---------- Text block ----------

Nearly a century and a half ago, as part of Washington’s effort to encourage settlement in the West, President Ulysses S. Grant signed the General Mining Act of 1872. This granted individuals (and corporations) the right to stake exclusive claims to mineral resources like gold, copper, zinc, cinnabar, and “other valuable resources” on public land, which today include uranium and platinum. Since then, it’s estimated that about $300 billion in minerals have been extracted with no royalty paid to the government. And the way federal land managers currently operate, preference is given to mining over all other land uses, including everything from recreation to protection of drinking water supplies.
The price for acquiring federal land under the act until a moratorium imposed in 1994 was $2.50-$5 an acre and $100 of work annually. Not only are no royalties collected, but there was also originally no requirement to clean up the mess left behind when mined-out claims were abandoned. If those messes were confined to the sites themselves, cleanup might not be a big deal. But these old mines often pollute streams and rivers well beyond the boundaries of the claims despite reclamation law. Democratic Sen. Tom Udall of New Mexico, the ranking member of the Subcommittee on Interior, Environment, and Related Agencies, is determined to change that.

----------

Questions
(a) Update the mining law text, everything from "The price for" down to "to change that.", with "moratorium" replaced by "freeze".
(b) Answer these questions from the mining law text:
(i) Which president signed the General Mining Act of 1872?
(ii) What was the price per acre for acquiring federal land under the act before 1994?
(iii) Which state does Sen. Tom Udall represent?
(c) Carry on the mining law text past its final sentence.
Nothing here requires the records.

---------- Data for analysis ----------

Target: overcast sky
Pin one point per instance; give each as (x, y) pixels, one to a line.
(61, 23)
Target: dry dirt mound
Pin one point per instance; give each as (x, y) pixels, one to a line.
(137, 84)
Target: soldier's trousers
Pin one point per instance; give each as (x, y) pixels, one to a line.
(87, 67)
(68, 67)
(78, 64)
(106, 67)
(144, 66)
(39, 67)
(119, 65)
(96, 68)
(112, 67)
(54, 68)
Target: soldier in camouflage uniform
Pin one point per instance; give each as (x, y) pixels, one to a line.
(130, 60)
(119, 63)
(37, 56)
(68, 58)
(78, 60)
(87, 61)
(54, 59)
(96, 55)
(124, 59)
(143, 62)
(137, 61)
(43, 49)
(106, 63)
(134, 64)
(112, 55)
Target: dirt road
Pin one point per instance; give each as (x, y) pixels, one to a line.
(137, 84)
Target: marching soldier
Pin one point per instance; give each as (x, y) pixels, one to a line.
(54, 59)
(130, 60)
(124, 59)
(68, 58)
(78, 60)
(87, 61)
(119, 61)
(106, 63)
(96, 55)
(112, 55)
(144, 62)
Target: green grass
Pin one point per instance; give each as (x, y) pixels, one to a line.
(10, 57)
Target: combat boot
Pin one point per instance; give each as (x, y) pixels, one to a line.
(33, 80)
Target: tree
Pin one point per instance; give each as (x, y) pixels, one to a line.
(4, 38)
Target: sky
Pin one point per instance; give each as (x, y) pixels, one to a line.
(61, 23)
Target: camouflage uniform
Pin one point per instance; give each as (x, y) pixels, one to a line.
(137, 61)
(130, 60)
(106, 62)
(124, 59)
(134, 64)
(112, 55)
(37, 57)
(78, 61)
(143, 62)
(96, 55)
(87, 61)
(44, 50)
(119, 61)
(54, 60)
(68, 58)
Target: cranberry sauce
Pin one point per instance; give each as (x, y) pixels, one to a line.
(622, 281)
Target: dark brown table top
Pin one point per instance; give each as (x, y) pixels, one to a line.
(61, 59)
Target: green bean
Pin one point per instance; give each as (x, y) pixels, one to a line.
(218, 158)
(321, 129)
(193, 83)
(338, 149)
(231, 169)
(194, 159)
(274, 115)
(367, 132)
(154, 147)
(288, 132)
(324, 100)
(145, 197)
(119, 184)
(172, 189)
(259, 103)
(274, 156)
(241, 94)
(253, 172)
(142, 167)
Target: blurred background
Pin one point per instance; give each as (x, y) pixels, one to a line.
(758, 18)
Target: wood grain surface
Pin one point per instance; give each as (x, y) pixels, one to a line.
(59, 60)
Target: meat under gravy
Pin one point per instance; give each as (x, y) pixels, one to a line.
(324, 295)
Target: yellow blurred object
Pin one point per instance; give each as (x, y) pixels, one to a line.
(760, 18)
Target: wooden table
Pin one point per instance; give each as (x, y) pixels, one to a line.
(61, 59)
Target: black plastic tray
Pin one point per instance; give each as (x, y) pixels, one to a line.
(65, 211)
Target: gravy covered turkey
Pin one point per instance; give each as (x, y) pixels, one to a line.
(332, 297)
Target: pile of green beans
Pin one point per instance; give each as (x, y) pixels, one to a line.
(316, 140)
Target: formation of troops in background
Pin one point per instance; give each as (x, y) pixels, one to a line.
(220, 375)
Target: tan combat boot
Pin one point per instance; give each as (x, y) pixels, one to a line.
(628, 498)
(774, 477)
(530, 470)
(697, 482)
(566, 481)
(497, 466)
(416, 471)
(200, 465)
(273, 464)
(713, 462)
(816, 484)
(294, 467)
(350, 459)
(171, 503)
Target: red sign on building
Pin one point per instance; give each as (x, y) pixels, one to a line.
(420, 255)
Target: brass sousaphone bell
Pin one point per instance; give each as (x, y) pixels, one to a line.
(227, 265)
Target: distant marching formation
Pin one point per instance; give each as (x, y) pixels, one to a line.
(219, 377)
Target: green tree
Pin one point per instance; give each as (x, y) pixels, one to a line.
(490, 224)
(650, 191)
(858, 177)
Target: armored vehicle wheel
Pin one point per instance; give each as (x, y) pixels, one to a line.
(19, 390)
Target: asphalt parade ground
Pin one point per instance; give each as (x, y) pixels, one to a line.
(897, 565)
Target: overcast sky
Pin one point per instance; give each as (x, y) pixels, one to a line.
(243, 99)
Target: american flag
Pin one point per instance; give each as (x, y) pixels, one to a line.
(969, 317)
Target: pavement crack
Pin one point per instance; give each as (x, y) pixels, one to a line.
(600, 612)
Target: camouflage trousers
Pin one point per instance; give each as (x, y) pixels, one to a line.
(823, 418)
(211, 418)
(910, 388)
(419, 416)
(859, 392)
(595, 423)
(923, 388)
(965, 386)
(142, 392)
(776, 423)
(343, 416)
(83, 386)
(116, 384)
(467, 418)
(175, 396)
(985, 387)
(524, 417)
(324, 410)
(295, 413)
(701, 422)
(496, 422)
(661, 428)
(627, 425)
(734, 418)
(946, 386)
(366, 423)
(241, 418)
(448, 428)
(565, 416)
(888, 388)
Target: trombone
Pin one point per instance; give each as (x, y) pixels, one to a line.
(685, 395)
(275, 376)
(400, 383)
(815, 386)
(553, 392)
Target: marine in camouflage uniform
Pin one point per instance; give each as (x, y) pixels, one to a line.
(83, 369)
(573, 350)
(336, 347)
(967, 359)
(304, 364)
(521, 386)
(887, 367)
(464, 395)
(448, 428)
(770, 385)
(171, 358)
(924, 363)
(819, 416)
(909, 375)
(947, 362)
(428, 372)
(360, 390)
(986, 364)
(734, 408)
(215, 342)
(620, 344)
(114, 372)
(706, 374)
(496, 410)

----------

Responses per task
(a)
The price for acquiring federal land under the act until a freeze imposed in 1994 was $2.50-$5 an acre and $100 of work annually. Not only are no royalties collected, but there was also originally no requirement to clean up the mess left behind when mined-out claims were abandoned. If those messes were confined to the sites themselves, cleanup might not be a big deal. But these old mines often pollute streams and rivers well beyond the boundaries of the claims despite reclamation law. Democratic Sen. Tom Udall of New Mexico, the ranking member of the Subcommittee on Interior, Environment, and Related Agencies, is determined to change that.

(b)
(i) Ulysses S. Grant
(ii) $2.50-$5 an acre
(iii) New Mexico

(c)
Over the years, the Government Accountability Office has issued a number of reports detailing the impacts of hundreds of thousands of such mines. The GAO on Wednesday released yet another one, and it’s a doozy, although hardly a surprise.
The short version: 140,000 abandoned sites have been identified by five government agencies; 67,000 of these may pose physical safety risks, and 22,500 may pose environmental hazards with risks to the health of humans and wildlife; the agencies estimate that there may be as many as 390,000 abandoned hardrock mining sites on federal land that are not included in their databases. Between 2008 and 2017, the report found, the government spent $2.9 billion for reclamation of such mines, with former mine owners kicking in a billion. Federal authorities naturally expect many more billions in tax revenue will have to be spent given the huge backlog of unreclaimed sites.
The GAO report was requested by Udall, who has introduced numerous pieces of legislation over the years to modernize the legislative relic that spawned this situation, including bills he proposed in 2017 and again in 2019. Neither made it out of committee. Given the current make-up of the Senate, there’s also zero chance his latest proposal will clear either. Indeed, Udall failed in his attempt this week to get it attached to the now-stalled bipartisan Senate energy bill as the Hardrock Royalty and Reclamation Fee Amendment. Among other things, this would have imposed a 5%-8% royalty fee and a reclamation fee of 1%-3%. A bill in the House, H.R. 2579, proposed by Natural Resources Chairman Raúl Grijalva of Arizona, would mandate a 12.5% royalty—the same as on oil and gas from federal land—and a 7-cent reclamation fee for every ton of dirt displaced.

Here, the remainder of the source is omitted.